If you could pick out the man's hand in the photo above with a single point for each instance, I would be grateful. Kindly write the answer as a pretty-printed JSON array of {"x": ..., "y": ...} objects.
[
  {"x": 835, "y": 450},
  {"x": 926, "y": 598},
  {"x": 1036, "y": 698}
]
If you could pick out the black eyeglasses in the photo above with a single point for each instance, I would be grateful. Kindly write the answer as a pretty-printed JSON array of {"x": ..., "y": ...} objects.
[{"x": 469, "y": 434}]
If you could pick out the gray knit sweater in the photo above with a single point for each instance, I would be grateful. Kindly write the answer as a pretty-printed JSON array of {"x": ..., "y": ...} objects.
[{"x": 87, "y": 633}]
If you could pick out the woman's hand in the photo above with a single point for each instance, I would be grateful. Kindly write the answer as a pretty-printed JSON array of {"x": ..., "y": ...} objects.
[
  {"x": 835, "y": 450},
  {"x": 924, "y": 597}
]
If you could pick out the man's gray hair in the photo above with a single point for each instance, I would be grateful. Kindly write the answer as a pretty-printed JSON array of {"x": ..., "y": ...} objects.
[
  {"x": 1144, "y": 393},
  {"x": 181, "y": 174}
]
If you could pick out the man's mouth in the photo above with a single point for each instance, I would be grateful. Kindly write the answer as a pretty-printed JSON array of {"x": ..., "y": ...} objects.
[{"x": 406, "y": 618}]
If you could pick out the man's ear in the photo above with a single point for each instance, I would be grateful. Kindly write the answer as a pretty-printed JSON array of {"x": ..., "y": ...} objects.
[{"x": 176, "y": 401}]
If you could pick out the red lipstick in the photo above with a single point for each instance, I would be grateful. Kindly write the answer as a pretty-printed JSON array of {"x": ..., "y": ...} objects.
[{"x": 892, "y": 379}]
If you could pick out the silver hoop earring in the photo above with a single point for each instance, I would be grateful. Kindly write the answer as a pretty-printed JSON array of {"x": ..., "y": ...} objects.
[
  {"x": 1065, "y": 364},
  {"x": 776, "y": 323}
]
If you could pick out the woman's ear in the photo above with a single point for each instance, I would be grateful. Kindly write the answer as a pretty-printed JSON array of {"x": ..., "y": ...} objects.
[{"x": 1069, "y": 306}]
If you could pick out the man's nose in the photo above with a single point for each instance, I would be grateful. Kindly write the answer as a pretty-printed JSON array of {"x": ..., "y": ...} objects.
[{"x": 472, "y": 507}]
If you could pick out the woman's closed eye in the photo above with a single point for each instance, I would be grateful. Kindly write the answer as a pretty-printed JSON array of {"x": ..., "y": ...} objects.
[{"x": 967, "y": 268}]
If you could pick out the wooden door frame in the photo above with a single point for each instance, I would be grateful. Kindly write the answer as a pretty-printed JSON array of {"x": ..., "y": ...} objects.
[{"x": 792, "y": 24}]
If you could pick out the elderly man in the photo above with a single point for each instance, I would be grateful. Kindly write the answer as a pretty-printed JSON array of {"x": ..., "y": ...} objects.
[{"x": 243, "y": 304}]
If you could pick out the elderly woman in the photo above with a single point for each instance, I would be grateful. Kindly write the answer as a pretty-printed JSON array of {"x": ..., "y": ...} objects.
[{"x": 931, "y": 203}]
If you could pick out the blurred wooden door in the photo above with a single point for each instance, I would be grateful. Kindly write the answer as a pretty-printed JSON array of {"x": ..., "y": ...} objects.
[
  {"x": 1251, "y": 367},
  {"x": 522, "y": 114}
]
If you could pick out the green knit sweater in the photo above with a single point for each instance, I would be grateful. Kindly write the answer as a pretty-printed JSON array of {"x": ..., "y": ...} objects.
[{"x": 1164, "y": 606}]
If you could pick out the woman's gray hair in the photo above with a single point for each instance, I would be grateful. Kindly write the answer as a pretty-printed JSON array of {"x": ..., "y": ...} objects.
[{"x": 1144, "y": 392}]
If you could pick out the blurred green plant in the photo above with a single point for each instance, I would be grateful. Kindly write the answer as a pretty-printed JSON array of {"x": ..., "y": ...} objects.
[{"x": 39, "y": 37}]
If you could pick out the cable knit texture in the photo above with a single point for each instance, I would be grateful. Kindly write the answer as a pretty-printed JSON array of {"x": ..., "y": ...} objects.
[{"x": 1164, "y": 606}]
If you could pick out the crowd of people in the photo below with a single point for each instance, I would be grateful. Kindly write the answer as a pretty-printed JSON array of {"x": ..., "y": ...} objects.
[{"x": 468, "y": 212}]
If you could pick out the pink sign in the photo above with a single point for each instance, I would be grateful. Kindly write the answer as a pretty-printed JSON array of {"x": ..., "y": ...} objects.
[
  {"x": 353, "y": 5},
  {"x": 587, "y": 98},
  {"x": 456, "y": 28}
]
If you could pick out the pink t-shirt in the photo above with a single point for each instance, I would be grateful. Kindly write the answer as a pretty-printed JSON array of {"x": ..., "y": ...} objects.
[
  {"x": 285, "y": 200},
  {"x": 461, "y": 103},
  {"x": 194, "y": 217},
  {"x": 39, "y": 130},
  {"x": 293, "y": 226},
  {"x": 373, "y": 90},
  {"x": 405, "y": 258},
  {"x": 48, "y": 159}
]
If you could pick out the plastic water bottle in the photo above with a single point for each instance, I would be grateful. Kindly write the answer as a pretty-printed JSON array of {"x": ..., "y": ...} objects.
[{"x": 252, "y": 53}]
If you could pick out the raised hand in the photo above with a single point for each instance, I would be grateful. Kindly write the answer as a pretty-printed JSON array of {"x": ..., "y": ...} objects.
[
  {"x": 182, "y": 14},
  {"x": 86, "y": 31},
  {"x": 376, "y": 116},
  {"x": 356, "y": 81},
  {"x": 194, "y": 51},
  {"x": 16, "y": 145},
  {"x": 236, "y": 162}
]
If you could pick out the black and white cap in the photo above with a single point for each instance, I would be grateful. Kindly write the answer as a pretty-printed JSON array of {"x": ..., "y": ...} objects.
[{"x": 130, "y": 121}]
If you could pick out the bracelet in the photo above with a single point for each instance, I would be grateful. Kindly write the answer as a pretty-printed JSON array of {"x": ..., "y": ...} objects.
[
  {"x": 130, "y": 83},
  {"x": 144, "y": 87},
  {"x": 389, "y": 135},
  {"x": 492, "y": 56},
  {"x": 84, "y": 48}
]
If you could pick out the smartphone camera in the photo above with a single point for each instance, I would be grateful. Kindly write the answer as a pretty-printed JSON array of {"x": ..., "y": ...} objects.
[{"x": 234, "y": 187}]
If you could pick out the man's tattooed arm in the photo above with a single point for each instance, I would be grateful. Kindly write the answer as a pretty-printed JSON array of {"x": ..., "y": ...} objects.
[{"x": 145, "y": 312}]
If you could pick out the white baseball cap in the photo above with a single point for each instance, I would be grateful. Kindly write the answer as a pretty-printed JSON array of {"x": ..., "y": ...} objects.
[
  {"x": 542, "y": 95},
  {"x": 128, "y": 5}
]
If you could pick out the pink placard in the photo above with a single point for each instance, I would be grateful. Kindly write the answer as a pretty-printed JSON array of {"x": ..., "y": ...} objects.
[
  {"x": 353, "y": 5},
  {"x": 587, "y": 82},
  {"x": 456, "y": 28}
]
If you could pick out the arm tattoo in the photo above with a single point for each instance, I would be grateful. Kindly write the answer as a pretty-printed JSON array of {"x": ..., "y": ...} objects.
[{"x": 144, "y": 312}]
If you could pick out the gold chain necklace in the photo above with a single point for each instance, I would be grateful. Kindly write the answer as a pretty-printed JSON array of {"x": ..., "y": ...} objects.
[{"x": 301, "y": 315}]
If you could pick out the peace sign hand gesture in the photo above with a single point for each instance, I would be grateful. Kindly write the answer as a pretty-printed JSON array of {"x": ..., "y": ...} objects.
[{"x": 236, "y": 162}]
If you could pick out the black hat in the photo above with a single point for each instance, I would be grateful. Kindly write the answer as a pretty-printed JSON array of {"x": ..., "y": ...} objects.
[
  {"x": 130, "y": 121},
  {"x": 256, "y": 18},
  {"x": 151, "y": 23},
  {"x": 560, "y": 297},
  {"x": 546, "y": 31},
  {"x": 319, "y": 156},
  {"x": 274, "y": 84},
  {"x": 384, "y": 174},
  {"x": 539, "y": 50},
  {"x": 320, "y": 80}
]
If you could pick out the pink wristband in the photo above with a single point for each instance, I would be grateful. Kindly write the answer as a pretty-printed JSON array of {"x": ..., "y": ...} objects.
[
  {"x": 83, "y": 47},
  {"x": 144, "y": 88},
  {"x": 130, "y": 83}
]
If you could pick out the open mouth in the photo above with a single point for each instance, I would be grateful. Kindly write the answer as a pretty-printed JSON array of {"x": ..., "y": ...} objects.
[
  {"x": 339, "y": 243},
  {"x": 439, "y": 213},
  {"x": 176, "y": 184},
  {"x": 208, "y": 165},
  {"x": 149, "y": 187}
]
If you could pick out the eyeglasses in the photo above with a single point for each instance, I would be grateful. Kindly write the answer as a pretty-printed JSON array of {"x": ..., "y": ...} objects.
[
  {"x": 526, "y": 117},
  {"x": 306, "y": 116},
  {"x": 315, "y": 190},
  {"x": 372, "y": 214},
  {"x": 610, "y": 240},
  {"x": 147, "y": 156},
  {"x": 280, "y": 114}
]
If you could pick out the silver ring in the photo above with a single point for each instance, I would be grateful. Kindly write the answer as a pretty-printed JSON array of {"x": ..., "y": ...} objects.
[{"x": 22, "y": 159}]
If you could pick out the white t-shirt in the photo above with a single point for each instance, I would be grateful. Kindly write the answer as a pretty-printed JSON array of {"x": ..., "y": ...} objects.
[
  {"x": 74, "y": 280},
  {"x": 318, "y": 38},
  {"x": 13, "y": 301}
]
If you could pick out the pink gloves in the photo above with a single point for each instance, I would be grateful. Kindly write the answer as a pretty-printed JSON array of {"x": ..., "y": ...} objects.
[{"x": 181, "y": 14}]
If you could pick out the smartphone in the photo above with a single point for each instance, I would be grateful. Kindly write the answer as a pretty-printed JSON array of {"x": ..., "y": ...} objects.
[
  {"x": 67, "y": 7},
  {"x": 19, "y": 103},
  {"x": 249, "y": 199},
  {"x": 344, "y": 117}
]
::::::
**Task details**
Output an exact copy of the lines beginning at the one that holds "If you could pick out the silver ring" and running through the final line of the records.

**Answer below**
If you could pick out the silver ring in the photo above with a single point for each instance, I would be grateful. Kindly write the answer as a pretty-printed JSON array of {"x": ..., "y": ...} objects.
[{"x": 22, "y": 159}]
If you could pick out the white t-shirt in the photo above with a single point for each instance, I would be grateful. Kindly write the answer as a pretty-printed JSON array of {"x": ..., "y": ...} objects.
[
  {"x": 74, "y": 280},
  {"x": 318, "y": 38},
  {"x": 13, "y": 301}
]
If you could pick out the pink gloves in the photo above with a single point for each instance, I would be grateful. Kindly write the answer as a pretty-printed JSON array of {"x": ..., "y": ...} objects.
[{"x": 181, "y": 14}]
If you could pick out the smartphone in the photo above with a single point for each instance, I would be grateful. Kindly write the answer as a pretty-printed JSON array of {"x": ..., "y": ...} objects.
[
  {"x": 67, "y": 7},
  {"x": 19, "y": 103},
  {"x": 249, "y": 199},
  {"x": 344, "y": 117}
]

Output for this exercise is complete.